== EXTRAIT ==
^^^^^^^^^^^^^^^^

Robin Attfield est professeur émérite à l'Université de Cardiff, où nous l'avons rencontré. Il a également fait partie d'un groupe de travail, formé sous l'impulsion de l'UNESCO, dont l'objectif a été de faire un état des lieux de l'éthique environnementale (le résultat de ce travail est ici). Ses recherches sont nombreuses et ont notamment porté sur les enjeux globaux, c'est-à-dire sur les phénomènes qui se produisent à l'échelle planétaire tels que le réchauffement climatique, la baisse de la biodiversité, la pression démographique ou encore la justice environnementale. Son livre, Ethics for the Global Environment, initialement paru en 1999 mais réédité et augmenté en 2015, dresse un excellent panorama à la fois lucide et détaillé des défis globaux des années à venir. En particulier, le livre examine les avancées ou insuffisances des initiatives politiques internationales et constitue ainsi une très bonne référence sur le sujet.

Robin Attfield


Parmi les nombreux sujets abordés, voici quelques thèmes nouveaux que nous avons pu développer pour la première fois au cours de notre voyage.



La valeur indépendante de la vie et le biocentrisme


Selon Robin Attfield, toute créature vivante, qu'elle soit animale ou végétale, possède une valeur indépendante de l'intérêt qu'elle suscite chez les humains. Cela implique que lorsque nous prenons une décision à propos d'une action ayant un impact sur la nature, nous devons prendre en considération l'intérêt de toute créature vivante concernée par notre décision. Cela ne signifie pas que nous devons considérer toutes les formes de vie de façon égale, mais plutôt qu'aucune forme de vie ne peut être automatiquement mise de côté. Cette position qui met au premier plan les formes de vie est appelée biocentrisme.

^^^^^^^^^^^^^^^^

== EXTRAIT DE DONNÉES ==
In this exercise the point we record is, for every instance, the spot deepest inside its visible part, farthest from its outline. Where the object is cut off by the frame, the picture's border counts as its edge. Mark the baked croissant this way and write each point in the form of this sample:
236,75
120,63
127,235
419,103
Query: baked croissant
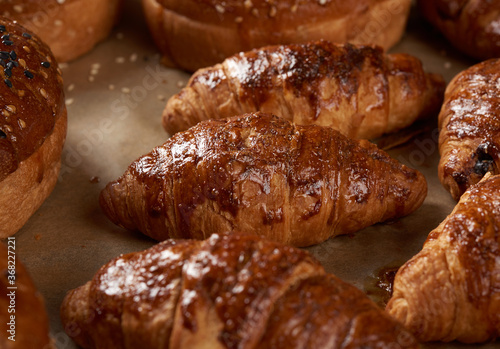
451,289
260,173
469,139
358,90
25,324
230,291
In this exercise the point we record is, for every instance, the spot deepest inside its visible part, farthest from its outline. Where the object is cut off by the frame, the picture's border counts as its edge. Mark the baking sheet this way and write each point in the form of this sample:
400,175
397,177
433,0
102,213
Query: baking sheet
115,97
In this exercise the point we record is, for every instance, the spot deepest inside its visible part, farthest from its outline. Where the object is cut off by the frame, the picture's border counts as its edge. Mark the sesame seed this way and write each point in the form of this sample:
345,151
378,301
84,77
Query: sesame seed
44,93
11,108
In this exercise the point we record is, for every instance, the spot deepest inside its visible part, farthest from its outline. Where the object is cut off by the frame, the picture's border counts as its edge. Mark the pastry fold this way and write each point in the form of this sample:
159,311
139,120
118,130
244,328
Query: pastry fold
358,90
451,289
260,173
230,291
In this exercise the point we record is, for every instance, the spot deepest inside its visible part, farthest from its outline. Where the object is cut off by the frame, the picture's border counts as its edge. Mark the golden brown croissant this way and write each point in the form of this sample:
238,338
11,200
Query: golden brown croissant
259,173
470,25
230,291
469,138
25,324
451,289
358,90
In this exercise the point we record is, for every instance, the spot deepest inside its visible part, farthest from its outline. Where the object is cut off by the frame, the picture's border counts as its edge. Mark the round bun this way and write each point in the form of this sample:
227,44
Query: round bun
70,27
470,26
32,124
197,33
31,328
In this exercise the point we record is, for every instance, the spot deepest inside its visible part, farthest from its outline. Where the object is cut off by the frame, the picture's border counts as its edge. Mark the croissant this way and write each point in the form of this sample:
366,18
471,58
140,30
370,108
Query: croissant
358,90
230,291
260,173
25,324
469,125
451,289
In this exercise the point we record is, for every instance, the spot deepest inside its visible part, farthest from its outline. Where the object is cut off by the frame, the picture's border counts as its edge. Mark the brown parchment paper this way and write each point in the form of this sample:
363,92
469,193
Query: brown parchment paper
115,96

^^^^^^^^^^^^^^^^

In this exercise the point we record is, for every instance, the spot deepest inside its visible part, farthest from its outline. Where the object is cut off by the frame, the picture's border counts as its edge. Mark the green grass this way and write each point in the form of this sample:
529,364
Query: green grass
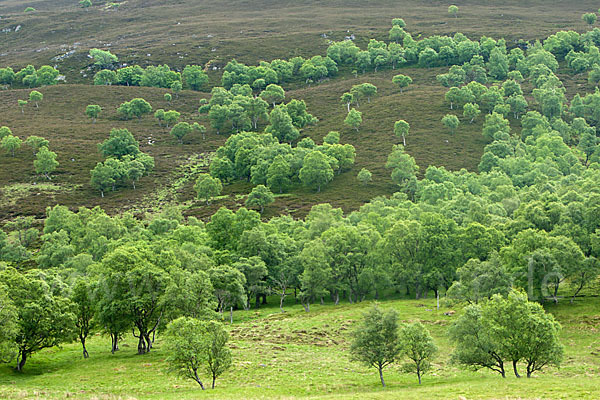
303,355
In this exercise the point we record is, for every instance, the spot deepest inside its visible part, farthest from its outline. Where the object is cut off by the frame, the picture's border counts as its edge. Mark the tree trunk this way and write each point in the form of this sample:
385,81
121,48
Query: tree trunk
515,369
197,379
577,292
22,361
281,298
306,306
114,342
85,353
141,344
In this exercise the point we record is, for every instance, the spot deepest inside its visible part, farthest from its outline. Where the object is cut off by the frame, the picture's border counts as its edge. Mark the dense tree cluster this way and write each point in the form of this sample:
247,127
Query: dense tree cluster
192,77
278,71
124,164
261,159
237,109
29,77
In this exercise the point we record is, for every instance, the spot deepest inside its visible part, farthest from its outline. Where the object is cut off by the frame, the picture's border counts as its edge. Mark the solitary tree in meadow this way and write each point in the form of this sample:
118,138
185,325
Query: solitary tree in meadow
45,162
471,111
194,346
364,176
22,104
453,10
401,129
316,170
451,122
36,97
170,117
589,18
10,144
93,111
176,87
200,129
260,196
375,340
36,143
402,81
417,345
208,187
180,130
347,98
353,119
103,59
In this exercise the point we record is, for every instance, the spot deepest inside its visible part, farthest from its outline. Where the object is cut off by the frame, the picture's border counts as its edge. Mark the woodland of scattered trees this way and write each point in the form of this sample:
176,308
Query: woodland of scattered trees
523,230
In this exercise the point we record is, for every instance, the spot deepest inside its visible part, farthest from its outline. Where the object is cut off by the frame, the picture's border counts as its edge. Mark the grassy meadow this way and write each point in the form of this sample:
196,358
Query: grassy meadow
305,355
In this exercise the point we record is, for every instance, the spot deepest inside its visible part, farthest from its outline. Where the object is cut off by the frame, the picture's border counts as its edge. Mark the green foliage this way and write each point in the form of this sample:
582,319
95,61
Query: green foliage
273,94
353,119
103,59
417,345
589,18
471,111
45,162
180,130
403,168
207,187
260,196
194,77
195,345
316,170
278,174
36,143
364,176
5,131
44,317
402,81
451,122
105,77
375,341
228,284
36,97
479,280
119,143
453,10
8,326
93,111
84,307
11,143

^^^^^^^^^^^^^^^^

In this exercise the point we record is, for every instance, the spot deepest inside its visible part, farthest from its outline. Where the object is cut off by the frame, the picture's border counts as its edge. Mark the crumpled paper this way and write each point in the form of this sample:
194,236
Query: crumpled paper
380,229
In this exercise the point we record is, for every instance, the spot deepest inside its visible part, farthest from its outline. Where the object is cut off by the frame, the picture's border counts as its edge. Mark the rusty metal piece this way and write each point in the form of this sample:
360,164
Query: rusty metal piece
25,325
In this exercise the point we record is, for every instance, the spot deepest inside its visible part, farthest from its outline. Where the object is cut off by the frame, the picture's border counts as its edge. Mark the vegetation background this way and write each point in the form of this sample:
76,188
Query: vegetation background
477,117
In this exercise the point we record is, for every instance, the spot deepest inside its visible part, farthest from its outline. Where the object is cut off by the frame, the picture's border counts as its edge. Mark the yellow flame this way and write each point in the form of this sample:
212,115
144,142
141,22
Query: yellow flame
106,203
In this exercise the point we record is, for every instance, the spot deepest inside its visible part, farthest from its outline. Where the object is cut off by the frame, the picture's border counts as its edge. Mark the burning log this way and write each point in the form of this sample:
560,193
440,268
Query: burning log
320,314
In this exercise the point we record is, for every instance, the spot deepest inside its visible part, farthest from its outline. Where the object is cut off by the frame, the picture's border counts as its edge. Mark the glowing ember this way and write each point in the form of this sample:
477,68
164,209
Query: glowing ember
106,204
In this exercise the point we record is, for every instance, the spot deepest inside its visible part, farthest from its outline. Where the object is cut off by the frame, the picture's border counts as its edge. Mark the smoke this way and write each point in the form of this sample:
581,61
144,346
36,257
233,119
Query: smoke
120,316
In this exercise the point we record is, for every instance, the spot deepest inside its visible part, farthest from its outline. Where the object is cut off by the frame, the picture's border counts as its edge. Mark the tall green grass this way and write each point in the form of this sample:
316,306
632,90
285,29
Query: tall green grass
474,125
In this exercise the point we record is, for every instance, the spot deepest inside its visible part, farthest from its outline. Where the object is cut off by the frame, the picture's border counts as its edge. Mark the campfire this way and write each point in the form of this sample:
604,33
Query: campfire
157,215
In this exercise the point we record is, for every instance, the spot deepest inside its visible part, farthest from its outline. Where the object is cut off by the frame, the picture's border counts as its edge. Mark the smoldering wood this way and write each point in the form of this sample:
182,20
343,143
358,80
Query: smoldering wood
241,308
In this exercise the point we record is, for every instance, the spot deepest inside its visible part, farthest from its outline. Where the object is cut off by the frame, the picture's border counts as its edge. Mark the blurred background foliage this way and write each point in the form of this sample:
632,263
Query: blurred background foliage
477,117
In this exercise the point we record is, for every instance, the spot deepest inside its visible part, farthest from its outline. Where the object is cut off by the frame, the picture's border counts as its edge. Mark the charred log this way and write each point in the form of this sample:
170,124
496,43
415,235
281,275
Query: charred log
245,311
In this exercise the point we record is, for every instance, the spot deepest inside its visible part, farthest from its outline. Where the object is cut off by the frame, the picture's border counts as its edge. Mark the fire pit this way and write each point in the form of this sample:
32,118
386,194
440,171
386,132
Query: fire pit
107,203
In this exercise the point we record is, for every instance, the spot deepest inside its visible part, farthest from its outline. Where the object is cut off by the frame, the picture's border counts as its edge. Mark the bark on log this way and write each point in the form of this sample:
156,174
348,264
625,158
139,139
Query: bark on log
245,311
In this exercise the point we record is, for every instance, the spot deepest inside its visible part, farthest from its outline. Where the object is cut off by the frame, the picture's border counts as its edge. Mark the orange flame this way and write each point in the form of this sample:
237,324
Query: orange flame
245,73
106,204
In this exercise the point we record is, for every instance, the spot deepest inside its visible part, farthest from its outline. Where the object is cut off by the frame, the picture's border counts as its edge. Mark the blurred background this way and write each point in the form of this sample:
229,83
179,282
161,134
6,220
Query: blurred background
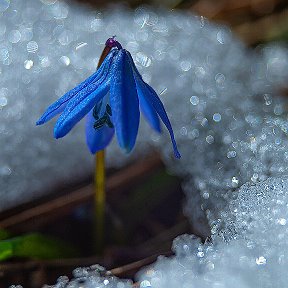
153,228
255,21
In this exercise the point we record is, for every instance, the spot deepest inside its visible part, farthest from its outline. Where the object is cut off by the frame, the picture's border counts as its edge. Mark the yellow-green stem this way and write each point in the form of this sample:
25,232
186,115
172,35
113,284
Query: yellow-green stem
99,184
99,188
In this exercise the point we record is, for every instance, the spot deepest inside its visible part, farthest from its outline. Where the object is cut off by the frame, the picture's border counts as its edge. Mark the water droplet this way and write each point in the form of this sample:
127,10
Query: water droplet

^^^^^^^^^^^^^^^^

== CONSIGNES DES EXERCICES ==
1. Recopiez mot pour mot le passage de l'extrait qui commence aux mots « La valeur indépendante » et s'arrête après les mots « est appelée biocentrisme. ».
2. Relevez chaque ligne des enregistrements contenant la chaîne « trunk ».
L'extrait et les enregistrements n'ont aucun lien entre eux.

== SOLUTIONS DES PROBLÈMES ==
1.
La valeur indépendante de la vie et le biocentrisme


Selon Robin Attfield, toute créature vivante, qu'elle soit animale ou végétale, possède une valeur indépendante de l'intérêt qu'elle suscite chez les humains. Cela implique que lorsque nous prenons une décision à propos d'une action ayant un impact sur la nature, nous devons prendre en considération l'intérêt de toute créature vivante concernée par notre décision. Cela ne signifie pas que nous devons considérer toutes les formes de vie de façon égale, mais plutôt qu'aucune forme de vie ne peut être automatiquement mise de côté. Cette position qui met au premier plan les formes de vie est appelée biocentrisme.

2.
In this exercise the point we record is, for every instance, the spot deepest inside its visible part, farthest from its outline. Where the object is cut off by the frame, the picture's border counts as its edge. Mark the tree trunk this way and write each point in the form of this sample:
Query: tree trunk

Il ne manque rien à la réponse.